PROBLEM DETAILS. Render this sentence from the court opinion on probating wills in Spanish: "Section 20, chapter 119, of Rev. Code, made it necessary to prove wills disposing of personalty as well as those devising real estate in same manner."

TEXT BLOCK.
In Re Thomas

16 S.E. 226 | N.C. | 1892

The court so construed the Act of 1784 (Rev. Stat., chap. 122, secs. 1 and 6) as to allow wills disposing of real and personal estate to be proven in common form by one of the two necessary subscribing witnesses; but it (413) was declared essential to the sufficiency of the probate, in order to pass land, that the single witness examined should appear to have sworn that another subscribing witness, as well as himself, attested in the presence of the testator, or that some other witness should depose to the fact of signing in presence of the testator by the subscribing witness who was not sworn. Blount v. Patton, 9 N.C. 241; Jenkins v. Jenkins,96 N.C. 254.

Where the probate court undertook to set out the proof in extenso, it was fatally defective if the fact of signing in presence of the testator by the subscribing witness who was not sworn was not made to appear, but it was held sufficient evidence of the probate of a will in common form where the clerk certified that "it was proved in open court by H. G., a subscribing witness, and recorded," upon the principle that all things were presumed to have been done properly, and therefore it would be taken for granted that the witness actually examined, testified that the other witness also signed in presence of the testator. Harven v. Springs,32 N.C. 181; Mayo v. Jones, 78 N.C. 404. The right to thus set up the will in common form was said to be a temporary measure for the protection of estates (Etheridge v. Corprew, 48 N.C. 14), Randolph v.Hughes, 89 N.C. 428, as the next of kin could still demand, within a reasonable time thereafter, that such probate be recalled, and that the will be proved per testes, in solemn form, which involved necessarily the examination of all of the subscribing witnesses who were living and within the jurisdiction of the court, and that the handwriting of such as were dead or could not be brought before the court by its process should be proven. Ralston v. Telfair, 18 N.C. 482;Bethell v. Moore, 19 N.C. 311. Section 20, chapter 119, of Rev. Code, made it necessary to prove wills disposing of personalty as well as those devising real estate in same manner. Osborne v. Leak, 89 N.C. 433.

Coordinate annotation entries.
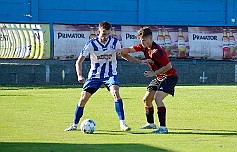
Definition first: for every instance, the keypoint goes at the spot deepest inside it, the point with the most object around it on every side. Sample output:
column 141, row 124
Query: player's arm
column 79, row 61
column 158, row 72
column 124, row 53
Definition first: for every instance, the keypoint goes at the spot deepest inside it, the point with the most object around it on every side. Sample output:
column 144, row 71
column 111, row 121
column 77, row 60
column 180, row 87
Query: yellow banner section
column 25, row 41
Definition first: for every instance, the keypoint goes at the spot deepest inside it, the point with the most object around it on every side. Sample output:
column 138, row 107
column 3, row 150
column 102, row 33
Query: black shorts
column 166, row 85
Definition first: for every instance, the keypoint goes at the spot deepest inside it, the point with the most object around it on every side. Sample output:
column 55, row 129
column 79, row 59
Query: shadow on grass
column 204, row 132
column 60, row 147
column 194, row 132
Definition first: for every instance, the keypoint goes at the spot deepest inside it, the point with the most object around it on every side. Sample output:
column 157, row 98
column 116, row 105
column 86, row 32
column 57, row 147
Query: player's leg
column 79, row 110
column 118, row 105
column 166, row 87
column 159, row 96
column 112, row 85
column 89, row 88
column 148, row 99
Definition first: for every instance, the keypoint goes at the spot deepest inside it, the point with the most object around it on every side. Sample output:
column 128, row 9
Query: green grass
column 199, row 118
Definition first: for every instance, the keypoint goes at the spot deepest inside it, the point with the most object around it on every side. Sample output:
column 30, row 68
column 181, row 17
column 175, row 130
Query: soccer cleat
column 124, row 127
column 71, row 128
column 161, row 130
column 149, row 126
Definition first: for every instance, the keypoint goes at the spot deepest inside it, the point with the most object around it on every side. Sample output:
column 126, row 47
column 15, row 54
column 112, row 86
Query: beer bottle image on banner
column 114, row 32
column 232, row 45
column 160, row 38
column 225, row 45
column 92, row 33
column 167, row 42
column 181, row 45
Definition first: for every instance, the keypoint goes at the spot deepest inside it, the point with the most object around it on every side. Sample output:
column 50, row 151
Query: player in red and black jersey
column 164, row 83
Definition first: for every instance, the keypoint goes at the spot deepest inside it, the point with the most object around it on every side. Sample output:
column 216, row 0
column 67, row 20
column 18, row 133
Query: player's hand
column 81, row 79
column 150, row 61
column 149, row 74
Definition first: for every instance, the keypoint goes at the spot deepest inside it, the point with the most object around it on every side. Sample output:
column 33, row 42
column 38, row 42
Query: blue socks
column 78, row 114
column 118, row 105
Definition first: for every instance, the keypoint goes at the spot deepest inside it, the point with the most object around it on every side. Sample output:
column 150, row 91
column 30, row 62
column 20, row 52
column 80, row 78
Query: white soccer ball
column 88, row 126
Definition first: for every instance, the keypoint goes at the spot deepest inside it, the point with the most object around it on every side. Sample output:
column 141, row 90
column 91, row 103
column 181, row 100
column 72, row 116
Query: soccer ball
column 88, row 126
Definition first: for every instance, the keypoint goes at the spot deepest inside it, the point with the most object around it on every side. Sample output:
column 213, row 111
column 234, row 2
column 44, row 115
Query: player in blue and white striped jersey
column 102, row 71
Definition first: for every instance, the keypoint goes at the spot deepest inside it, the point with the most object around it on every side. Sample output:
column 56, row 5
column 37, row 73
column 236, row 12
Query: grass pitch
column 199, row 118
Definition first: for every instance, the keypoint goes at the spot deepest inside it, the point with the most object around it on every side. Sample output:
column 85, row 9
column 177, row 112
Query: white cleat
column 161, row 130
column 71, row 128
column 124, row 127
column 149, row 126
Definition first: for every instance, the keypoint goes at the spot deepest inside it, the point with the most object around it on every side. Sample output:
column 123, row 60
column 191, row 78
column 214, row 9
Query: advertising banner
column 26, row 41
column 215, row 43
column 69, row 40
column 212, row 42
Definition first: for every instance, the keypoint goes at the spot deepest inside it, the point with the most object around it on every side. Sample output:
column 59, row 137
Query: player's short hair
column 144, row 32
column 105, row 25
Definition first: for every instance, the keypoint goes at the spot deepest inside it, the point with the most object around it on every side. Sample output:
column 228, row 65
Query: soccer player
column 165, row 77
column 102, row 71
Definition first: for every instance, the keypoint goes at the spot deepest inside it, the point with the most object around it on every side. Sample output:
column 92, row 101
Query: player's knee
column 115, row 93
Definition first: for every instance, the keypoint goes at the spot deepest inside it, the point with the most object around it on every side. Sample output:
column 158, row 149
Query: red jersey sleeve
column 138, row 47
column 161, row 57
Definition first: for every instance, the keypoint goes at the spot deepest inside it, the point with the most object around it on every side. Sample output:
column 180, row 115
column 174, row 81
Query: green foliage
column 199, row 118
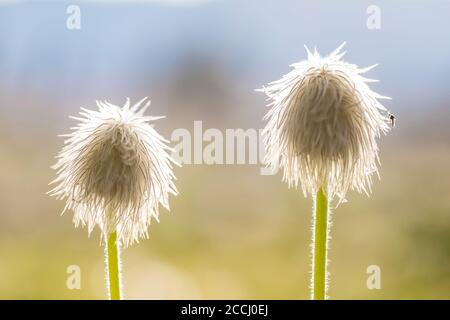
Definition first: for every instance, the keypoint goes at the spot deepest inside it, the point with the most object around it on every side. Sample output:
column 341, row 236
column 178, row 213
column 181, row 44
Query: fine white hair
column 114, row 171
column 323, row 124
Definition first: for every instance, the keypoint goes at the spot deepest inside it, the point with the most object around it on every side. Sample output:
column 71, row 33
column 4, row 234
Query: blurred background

--

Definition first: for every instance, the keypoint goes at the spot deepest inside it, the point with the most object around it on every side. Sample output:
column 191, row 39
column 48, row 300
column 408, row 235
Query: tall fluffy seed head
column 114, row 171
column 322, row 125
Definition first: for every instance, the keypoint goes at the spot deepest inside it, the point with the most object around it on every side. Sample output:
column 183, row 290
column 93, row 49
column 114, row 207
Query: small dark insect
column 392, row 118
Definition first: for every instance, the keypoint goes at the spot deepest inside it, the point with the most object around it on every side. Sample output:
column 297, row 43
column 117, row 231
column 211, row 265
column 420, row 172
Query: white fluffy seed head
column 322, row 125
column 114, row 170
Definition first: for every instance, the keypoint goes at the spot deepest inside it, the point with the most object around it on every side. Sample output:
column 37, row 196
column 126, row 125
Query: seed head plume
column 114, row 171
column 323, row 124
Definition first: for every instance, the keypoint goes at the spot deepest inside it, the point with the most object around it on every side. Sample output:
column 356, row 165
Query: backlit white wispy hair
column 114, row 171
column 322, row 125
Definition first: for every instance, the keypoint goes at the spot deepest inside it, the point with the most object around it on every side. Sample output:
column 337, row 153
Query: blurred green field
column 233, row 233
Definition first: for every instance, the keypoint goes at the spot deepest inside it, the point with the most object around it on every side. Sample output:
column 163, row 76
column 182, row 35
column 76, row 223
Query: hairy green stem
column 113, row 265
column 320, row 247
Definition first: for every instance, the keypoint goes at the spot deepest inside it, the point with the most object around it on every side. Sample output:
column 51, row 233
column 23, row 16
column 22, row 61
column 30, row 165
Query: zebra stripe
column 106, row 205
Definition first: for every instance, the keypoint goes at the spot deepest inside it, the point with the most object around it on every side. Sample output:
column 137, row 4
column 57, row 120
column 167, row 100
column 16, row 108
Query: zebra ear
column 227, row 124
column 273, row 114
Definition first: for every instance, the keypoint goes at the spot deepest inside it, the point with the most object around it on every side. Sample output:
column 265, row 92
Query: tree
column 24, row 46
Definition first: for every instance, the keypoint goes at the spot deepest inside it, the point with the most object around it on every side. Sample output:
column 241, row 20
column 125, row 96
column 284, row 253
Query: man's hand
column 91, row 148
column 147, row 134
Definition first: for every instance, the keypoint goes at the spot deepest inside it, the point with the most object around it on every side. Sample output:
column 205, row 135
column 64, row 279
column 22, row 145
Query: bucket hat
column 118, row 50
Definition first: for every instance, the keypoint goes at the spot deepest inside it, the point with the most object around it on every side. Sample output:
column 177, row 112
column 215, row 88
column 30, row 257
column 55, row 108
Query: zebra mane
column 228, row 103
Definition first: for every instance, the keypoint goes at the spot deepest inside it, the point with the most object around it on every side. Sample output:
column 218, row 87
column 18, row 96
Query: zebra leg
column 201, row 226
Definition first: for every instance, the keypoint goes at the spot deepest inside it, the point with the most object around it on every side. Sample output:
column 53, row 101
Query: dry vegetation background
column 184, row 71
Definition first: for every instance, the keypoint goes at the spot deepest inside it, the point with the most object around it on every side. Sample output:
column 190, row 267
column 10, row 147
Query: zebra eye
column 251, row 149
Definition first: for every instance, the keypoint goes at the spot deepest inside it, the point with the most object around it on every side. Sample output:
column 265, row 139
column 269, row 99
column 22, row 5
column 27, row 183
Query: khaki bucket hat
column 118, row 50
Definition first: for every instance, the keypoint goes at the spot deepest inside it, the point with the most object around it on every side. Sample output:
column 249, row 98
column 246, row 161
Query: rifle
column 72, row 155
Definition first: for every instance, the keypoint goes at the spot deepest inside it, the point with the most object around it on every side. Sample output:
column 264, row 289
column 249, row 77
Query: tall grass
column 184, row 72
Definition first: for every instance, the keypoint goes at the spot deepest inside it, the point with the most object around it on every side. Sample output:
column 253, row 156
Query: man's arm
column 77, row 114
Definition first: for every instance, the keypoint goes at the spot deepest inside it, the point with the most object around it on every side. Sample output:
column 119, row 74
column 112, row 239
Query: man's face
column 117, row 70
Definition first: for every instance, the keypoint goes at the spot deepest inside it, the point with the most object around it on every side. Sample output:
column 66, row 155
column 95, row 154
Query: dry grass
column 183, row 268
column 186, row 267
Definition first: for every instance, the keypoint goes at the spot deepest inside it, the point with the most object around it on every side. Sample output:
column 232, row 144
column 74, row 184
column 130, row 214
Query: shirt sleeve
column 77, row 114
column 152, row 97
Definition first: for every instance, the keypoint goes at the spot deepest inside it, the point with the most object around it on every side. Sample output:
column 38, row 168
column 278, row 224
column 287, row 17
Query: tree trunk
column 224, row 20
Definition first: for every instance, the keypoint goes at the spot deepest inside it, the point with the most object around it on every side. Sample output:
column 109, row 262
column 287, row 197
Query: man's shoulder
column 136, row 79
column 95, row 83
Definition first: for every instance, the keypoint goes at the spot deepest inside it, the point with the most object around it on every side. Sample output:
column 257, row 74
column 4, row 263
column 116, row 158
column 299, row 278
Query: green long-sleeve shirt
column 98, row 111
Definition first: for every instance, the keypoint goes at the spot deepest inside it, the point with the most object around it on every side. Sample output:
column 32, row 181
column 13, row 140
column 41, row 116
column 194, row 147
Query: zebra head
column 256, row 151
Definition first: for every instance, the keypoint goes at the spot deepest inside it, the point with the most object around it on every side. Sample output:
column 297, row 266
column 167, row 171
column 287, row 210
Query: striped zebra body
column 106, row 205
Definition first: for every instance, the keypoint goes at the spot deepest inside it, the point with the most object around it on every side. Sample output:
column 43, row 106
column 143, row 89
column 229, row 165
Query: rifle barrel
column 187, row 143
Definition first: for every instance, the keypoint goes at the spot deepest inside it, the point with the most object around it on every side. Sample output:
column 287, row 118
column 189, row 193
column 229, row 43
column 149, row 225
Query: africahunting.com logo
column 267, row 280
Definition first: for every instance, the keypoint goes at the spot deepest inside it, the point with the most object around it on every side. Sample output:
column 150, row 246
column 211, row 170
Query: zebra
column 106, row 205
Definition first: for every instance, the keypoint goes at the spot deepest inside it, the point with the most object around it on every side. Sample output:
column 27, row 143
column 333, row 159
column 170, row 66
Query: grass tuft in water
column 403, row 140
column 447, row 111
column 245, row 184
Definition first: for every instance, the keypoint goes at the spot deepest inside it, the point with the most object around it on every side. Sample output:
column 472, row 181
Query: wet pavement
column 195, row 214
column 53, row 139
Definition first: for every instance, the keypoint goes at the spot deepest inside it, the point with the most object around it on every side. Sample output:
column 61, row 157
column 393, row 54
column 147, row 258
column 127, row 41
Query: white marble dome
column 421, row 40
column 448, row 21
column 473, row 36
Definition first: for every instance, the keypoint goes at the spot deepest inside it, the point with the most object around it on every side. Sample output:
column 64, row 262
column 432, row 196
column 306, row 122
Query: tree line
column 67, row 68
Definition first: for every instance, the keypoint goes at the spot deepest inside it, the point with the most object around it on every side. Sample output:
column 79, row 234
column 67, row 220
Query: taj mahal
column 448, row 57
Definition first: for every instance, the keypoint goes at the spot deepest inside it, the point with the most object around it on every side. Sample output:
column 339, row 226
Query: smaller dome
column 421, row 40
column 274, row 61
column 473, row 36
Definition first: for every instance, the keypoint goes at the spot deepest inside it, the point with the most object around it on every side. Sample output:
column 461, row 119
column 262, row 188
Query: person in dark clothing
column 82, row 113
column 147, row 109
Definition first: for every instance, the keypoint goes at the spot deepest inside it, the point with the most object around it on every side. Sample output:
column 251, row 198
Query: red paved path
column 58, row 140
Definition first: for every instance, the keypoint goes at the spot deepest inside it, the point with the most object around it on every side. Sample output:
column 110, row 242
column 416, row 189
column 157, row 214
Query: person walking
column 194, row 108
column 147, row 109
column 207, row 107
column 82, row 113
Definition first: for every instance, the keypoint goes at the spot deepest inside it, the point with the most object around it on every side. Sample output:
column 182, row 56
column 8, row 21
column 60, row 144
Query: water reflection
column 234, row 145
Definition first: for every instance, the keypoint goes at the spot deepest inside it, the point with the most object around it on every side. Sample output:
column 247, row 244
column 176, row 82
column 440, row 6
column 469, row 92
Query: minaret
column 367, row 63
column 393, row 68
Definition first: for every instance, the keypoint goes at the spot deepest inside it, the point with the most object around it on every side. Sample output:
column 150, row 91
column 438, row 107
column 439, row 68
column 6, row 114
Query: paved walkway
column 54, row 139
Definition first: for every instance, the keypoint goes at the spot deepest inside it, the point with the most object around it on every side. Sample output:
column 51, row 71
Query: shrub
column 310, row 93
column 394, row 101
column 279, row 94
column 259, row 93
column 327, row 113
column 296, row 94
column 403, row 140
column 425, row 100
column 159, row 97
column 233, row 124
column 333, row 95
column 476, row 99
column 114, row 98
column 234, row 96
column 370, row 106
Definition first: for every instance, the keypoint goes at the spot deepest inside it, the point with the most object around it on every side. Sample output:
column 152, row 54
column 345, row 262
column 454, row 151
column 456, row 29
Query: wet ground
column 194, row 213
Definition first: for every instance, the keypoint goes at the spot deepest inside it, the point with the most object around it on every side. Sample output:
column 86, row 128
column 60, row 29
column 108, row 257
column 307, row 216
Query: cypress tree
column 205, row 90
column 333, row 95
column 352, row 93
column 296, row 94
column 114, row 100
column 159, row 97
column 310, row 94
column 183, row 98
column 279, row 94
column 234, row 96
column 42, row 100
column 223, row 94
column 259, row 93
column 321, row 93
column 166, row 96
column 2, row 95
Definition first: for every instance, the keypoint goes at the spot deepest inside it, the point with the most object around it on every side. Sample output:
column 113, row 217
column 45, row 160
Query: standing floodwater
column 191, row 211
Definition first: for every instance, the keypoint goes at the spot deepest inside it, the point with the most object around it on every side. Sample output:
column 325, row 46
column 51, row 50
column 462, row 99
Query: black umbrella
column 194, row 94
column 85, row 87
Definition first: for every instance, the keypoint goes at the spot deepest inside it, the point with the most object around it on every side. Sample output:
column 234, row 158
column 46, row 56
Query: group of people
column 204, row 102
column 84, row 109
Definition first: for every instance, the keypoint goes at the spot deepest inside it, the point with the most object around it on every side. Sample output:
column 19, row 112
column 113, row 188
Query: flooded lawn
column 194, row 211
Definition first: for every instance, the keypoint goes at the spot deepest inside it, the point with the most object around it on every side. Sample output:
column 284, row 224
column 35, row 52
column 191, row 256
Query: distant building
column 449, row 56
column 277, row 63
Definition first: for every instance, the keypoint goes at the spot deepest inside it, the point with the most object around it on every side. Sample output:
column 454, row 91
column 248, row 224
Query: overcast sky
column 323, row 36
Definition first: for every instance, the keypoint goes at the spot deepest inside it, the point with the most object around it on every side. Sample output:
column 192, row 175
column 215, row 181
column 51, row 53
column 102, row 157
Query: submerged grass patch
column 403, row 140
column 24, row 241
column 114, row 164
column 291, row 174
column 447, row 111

FINISHED EXERCISE. La sección 20, capítulo 119, del Rev. Code hizo necesario probar de la misma manera tanto los testamentos que disponen de bienes muebles como los que legan bienes inmuebles.